### SUPPLIED TEXT
###
# Who is the biggest/most influential world power in Europe?



## Mortimer (Sep 7, 2016)

Not counting Russia as Europe and Turkey. So take your pick between UK, France, Germany, Italy etc.


----------



## Moonglow (Sep 7, 2016)

Russia is Eurasian...Turkey is not even part of Europe.....England is the financial powerhouse and Germany is the industrial powerhouse...


----------



## Mortimer (Sep 7, 2016)

Moonglow said:


> Russia is Eurasian...Turkey is not even part of Europe.....England is the financial powerhouse and Germany is the industrial powerhouse...



Both have a part in Europe geographically though. But I said I dont count them here.


----------



## Moonglow (Sep 7, 2016)

Mortimer said:


> Moonglow said:
> 
> 
> > Russia is Eurasian...Turkey is not even part of Europe.....England is the financial powerhouse and Germany is the industrial powerhouse...
###
### EXERCISE TASK A
In the forum thread on Europe's most influential power, replace "Germany" with "Spain" and write out the passage from "# Who is the" up to and including "Germany, Italy etc.".
### EXERCISE TASK B
Translate this sentence from the forum thread on Europe's most influential power into Spanish: "Both have a part in Europe geographically though."
### EXERCISE TASK C
Go on with the forum thread on Europe's most influential power from its last post.
You won't need the lines for anything here.

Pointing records
###
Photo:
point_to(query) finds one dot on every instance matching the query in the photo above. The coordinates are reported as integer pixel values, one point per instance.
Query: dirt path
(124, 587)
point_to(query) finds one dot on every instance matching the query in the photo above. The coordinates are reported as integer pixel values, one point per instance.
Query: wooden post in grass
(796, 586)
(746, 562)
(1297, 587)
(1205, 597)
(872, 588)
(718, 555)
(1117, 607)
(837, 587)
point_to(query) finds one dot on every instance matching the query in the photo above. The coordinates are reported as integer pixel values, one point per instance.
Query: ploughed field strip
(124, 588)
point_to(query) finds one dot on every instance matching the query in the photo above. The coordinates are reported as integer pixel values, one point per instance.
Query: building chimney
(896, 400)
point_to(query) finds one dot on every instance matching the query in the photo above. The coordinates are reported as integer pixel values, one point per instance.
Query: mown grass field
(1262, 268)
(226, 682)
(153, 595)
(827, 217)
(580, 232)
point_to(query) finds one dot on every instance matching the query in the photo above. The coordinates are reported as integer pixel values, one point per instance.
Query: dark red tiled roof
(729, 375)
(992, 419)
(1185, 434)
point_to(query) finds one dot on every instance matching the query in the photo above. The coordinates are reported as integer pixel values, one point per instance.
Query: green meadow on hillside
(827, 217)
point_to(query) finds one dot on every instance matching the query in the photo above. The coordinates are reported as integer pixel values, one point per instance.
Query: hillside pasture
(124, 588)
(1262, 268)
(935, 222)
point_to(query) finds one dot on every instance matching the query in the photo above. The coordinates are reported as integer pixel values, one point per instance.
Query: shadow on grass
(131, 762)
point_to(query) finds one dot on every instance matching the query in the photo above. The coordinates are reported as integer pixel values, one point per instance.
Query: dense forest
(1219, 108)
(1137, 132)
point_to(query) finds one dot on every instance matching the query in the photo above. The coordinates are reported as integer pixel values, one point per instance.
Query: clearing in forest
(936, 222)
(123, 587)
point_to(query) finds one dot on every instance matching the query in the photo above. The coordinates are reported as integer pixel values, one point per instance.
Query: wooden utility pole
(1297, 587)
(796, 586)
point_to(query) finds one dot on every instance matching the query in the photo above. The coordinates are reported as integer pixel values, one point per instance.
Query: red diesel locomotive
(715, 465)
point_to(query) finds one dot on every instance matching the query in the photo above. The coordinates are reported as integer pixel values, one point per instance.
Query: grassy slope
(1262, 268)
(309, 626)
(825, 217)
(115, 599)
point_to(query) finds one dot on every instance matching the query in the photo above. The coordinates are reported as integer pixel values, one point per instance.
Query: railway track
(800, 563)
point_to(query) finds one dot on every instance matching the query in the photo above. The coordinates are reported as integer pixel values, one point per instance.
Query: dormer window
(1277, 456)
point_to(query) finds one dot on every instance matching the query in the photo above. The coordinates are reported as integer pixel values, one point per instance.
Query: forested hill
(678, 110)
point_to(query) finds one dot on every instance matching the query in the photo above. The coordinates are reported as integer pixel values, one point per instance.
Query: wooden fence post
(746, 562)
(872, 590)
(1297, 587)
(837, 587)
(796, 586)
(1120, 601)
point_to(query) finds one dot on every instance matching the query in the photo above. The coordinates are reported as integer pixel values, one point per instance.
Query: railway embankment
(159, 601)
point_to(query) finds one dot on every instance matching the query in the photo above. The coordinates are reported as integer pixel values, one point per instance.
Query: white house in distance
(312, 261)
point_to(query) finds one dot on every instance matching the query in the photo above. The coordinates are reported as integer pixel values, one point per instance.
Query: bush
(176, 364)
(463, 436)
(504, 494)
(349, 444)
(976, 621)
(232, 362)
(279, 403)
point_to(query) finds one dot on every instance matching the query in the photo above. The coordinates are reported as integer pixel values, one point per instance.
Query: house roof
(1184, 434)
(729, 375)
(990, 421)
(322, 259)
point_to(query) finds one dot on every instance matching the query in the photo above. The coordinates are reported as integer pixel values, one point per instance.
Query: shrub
###
### EXPECTED OUTPUT A
# Who is the biggest/most influential world power in Europe?



## Mortimer (Sep 7, 2016)

Not counting Russia as Europe and Turkey. So take your pick between UK, France, Spain, Italy etc.

### EXPECTED OUTPUT B
Aun así, ambos tienen una parte en Europa geográficamente.

### EXPECTED OUTPUT C
> ...


Turkey is in the geographical area of the Middle East.....


----------



## Mortimer (Sep 7, 2016)

Moonglow said:


> Mortimer said:
> 
> 
> > Moonglow said:
> ...



they have a part in europe though, one part of turkey is in europe. the bosporus divides europe from asia.


----------



## aaronleland (Sep 7, 2016)

Paul McCartney.


----------



## cnm (Sep 7, 2016)

Moonglow said:


> Turkey is not even part of Europe


How do you arrive at that conclusion?


----------



## cnm (Sep 7, 2016)

Moonglow said:


> Turkey is in the geographical area of the Middle East.....


???


----------



## cnm (Sep 7, 2016)

Anyway, the answer is France. Even their fries are free.


----------



## yiostheoy (Sep 8, 2016)

Russia is the only nation close to being able to be called a power.

The rest are all disarmed wimps.


----------



## cnm (Sep 8, 2016)

War is peace.


----------



## cnm (Sep 8, 2016)

Oceania has always been at war with Eurasia.


----------



## cnm (Sep 8, 2016)

yiostheoy said:


> The rest are all disarmed wimps.


As though an out of control Mil/indust complex is a good thing.


----------



## Igrok_ (Sep 8, 2016)

According to some politicians - Ukraine is the most powerful one! It can even stand the hordes of Russian soldiers for several years.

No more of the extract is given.